Your objective.
Rewrite the records below as a Markdown table with the columns "Row" and "Line". Start at the line containing "surface. Identify its location in this image." and end at the line containing "[139,0,901,1168]". Number each line in order, include only these lines, and leave out any blank ones.

Provided records.

----------

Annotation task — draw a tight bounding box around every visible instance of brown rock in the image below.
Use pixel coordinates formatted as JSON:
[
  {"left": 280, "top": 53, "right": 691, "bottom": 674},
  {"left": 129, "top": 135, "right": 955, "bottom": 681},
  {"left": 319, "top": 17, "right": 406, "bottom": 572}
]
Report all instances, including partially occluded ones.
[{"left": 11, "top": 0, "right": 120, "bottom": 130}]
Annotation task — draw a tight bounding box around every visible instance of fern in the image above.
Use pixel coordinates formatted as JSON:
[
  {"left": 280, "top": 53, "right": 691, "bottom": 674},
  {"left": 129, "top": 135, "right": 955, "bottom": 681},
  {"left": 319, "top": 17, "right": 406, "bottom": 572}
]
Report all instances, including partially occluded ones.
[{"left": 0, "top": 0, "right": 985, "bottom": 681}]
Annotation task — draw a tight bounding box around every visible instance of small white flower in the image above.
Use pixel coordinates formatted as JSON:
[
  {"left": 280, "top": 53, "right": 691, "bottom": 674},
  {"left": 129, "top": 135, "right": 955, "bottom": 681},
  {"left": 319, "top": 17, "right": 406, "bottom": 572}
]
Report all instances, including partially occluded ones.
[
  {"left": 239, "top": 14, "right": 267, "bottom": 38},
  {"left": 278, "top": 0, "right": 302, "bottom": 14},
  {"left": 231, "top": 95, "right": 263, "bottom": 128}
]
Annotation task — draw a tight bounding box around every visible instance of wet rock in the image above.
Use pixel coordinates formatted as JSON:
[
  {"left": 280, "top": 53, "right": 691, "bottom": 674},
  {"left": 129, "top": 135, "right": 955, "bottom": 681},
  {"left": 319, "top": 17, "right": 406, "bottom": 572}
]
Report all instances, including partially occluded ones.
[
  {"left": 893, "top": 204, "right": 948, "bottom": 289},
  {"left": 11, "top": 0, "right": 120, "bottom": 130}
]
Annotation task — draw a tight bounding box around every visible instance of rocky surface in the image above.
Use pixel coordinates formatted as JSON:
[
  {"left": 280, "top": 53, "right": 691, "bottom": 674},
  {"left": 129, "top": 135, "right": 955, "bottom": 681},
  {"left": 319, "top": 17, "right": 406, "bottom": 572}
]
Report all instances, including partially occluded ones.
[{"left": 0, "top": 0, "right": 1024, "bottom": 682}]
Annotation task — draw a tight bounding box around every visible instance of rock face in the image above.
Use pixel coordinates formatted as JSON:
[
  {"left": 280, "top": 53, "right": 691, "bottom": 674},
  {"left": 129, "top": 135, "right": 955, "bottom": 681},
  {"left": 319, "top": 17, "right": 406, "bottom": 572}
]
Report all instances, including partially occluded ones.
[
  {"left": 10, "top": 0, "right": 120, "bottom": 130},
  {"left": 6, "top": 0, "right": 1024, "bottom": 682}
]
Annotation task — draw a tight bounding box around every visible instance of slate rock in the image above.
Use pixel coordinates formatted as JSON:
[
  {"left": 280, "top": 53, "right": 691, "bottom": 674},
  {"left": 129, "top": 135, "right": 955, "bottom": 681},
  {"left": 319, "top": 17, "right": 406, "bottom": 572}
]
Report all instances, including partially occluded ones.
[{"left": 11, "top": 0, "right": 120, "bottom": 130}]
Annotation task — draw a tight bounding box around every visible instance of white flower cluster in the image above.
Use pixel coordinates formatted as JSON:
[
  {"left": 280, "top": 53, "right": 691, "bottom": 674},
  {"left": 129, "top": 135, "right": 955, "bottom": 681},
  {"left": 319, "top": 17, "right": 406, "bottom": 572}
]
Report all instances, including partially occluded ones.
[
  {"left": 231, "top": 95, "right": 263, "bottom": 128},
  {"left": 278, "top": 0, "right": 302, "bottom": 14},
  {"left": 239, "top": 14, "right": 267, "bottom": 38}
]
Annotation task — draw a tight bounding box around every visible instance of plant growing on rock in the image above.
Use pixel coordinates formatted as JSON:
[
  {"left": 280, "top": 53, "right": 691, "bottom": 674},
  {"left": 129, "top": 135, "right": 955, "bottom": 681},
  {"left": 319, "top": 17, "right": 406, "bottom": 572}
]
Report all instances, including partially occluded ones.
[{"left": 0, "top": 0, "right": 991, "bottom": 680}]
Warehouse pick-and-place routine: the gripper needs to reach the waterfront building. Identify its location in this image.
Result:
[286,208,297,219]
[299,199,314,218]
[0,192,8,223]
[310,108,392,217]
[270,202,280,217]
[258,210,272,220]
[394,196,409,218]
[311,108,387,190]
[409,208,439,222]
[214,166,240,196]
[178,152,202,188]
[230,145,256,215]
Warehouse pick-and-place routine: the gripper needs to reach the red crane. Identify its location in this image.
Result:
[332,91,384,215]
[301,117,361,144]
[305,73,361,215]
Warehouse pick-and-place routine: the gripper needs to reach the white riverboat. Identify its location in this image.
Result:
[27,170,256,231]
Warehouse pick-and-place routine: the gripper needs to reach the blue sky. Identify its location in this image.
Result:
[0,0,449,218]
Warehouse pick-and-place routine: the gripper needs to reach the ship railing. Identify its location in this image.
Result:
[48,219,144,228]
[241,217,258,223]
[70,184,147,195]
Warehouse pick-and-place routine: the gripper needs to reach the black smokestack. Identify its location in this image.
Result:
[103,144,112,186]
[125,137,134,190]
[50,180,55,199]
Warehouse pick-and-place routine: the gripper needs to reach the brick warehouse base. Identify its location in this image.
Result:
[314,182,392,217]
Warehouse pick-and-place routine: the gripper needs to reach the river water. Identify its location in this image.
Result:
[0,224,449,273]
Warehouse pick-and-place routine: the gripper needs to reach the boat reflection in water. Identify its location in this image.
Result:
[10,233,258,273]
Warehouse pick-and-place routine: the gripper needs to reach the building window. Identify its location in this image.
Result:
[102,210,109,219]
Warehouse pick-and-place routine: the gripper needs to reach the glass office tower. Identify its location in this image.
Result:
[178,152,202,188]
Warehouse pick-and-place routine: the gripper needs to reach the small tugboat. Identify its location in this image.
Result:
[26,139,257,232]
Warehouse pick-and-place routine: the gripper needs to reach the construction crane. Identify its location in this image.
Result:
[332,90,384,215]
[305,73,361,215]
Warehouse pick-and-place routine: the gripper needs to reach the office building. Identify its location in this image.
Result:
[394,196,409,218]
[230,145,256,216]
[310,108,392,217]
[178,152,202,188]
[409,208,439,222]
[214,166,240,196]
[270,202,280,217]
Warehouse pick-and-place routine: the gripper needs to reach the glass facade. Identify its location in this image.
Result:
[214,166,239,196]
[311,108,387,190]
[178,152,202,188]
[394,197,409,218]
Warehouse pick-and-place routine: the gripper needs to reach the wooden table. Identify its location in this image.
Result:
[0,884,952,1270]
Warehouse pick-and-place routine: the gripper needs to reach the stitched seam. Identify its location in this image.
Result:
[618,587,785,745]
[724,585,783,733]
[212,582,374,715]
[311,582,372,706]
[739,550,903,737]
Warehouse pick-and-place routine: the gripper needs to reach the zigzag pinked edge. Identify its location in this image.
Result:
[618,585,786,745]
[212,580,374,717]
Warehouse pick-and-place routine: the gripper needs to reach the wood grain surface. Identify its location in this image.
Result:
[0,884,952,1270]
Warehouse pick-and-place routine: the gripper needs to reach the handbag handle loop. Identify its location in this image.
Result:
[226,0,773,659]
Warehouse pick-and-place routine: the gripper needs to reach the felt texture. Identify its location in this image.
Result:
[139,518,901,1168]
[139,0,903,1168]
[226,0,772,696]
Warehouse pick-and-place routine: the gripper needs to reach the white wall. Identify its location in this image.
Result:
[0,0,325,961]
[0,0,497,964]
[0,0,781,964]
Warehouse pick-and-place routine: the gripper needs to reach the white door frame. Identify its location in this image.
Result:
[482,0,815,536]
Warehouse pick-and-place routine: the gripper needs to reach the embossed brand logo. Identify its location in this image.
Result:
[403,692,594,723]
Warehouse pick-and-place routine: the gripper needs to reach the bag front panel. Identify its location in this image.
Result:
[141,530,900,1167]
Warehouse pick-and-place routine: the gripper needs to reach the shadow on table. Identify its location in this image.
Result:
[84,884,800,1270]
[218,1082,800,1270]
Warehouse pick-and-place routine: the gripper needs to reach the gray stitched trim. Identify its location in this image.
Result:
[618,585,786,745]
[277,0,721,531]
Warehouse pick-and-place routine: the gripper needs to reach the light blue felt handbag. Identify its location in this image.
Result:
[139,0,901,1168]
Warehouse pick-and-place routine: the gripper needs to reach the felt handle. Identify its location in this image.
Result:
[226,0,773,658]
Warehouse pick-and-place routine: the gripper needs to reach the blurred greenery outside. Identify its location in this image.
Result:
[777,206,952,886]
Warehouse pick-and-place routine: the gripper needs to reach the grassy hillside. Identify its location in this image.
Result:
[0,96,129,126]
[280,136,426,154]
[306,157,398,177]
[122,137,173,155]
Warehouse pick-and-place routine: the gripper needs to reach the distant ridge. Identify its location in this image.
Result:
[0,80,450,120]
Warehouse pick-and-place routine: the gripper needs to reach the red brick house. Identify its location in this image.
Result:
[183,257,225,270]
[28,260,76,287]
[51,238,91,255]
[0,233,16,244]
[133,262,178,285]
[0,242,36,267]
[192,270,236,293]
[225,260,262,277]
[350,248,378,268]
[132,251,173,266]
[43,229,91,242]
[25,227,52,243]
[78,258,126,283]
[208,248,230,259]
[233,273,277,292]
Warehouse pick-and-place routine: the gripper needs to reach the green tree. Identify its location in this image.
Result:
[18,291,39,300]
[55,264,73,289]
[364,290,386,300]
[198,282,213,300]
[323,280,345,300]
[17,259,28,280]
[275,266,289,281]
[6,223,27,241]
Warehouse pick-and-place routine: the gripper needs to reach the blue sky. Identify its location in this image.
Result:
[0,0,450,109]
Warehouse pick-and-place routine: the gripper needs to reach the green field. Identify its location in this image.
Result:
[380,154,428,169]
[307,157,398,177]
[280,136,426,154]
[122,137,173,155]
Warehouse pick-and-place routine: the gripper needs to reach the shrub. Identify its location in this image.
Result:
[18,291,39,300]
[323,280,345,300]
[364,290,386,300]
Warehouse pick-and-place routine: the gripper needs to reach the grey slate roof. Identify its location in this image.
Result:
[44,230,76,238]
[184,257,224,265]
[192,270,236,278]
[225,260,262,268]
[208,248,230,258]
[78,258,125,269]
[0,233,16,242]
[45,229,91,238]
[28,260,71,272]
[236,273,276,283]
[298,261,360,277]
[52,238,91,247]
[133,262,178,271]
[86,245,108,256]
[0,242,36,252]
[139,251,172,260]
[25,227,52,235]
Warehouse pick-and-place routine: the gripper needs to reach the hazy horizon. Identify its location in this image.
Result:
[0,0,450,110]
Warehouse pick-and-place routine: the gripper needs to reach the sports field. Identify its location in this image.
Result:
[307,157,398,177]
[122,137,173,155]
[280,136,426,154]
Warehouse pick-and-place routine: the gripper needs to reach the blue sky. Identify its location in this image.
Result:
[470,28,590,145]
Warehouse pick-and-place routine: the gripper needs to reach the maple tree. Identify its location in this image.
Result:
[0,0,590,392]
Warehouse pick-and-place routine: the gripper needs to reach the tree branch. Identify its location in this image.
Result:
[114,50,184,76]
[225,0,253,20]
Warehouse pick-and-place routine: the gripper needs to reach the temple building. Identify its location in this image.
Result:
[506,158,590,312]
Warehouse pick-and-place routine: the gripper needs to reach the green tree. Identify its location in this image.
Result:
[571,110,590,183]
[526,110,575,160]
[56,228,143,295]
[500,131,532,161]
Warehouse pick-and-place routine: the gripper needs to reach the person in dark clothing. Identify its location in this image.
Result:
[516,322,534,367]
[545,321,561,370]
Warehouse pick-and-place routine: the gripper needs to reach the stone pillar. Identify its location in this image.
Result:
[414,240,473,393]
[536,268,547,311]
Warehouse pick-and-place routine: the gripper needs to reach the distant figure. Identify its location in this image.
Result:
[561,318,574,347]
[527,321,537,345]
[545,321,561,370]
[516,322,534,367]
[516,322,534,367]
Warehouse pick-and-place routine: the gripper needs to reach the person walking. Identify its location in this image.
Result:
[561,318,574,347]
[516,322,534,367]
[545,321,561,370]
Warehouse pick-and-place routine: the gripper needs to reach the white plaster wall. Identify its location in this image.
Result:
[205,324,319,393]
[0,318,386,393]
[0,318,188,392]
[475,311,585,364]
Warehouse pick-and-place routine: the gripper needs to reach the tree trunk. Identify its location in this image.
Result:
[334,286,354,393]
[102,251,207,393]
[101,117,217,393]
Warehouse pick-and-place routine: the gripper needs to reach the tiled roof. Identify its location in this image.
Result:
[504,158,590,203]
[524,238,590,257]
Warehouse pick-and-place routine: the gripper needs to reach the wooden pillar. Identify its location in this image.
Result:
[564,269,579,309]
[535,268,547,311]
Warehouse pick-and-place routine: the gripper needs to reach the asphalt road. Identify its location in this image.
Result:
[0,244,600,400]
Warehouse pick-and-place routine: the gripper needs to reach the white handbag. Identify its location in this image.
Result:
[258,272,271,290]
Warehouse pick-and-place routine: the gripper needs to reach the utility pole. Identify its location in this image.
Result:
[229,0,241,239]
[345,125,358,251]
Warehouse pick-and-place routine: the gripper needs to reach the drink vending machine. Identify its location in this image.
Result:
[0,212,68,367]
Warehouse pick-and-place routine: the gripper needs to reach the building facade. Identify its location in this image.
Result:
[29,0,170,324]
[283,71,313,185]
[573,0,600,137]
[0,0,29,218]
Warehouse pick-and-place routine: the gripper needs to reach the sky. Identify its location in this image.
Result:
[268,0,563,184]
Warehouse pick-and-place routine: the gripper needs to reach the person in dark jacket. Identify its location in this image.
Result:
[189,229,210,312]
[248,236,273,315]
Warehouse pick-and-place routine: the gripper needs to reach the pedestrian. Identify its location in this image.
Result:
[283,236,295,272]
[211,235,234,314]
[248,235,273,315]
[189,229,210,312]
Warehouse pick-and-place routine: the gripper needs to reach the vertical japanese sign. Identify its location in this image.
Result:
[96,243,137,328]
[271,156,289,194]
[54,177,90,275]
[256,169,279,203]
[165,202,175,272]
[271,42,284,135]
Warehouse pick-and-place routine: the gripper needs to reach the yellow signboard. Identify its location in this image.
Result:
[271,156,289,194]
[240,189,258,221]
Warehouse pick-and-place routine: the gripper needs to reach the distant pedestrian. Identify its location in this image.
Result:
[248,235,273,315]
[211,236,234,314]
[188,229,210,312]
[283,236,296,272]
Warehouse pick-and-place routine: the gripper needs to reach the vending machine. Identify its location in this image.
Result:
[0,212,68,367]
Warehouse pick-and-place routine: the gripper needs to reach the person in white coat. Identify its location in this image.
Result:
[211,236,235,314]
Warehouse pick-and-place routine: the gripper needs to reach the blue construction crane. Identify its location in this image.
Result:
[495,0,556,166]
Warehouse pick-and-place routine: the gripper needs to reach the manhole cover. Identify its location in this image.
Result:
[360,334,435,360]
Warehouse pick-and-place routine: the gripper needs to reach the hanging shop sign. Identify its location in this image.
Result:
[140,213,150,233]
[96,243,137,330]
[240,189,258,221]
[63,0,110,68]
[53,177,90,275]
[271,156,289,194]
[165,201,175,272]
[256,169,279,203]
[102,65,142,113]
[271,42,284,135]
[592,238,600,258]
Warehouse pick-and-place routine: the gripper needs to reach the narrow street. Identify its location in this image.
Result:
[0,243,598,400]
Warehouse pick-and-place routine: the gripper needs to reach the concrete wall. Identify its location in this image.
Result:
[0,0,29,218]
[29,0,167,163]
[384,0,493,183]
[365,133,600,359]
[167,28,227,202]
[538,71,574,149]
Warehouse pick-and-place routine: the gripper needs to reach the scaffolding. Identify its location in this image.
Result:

----------

Written response.
| Row | Line |
|---|---|
| 1 | Warehouse pick-and-place routine: the gripper needs to reach the wood grain surface. Identify its location in this image. |
| 2 | Result: |
| 3 | [0,884,952,1270] |
| 4 | Warehouse pick-and-place routine: the gripper needs to reach the handbag handle loop. Identify its location in this image. |
| 5 | Result: |
| 6 | [226,0,773,659] |
| 7 | Warehouse pick-and-place routine: the gripper needs to reach the felt texture. Identify its location in this image. |
| 8 | Result: |
| 9 | [139,518,901,1168] |
| 10 | [139,0,903,1168] |
| 11 | [226,0,772,696] |
| 12 | Warehouse pick-and-place routine: the gripper needs to reach the white wall. Identify its location in this image. |
| 13 | Result: |
| 14 | [0,0,325,961] |
| 15 | [0,0,497,964] |
| 16 | [0,0,781,964] |
| 17 | Warehouse pick-and-place routine: the gripper needs to reach the white door frame. Identify its location in this image. |
| 18 | Result: |
| 19 | [482,0,815,536] |
| 20 | Warehouse pick-and-place routine: the gripper needs to reach the embossed brand logo. Identify its location in this image. |
| 21 | Result: |
| 22 | [403,692,594,723] |
| 23 | Warehouse pick-and-place routine: the gripper needs to reach the bag front panel. Identify its location in this image. |
| 24 | Result: |
| 25 | [141,530,900,1167] |
| 26 | Warehouse pick-and-place routine: the gripper needs to reach the shadow on table. Identify its location in this image. |
| 27 | Result: |
| 28 | [84,884,800,1270] |
| 29 | [218,1082,800,1270] |
| 30 | Warehouse pick-and-place routine: the gripper needs to reach the gray stitched trim. Identify its location in this image. |
| 31 | Result: |
| 32 | [618,585,786,745] |
| 33 | [277,0,721,531] |
| 34 | Warehouse pick-and-place routine: the gripper needs to reach the light blue felt handbag. Identify its location in this image. |
| 35 | Result: |
| 36 | [139,0,901,1168] |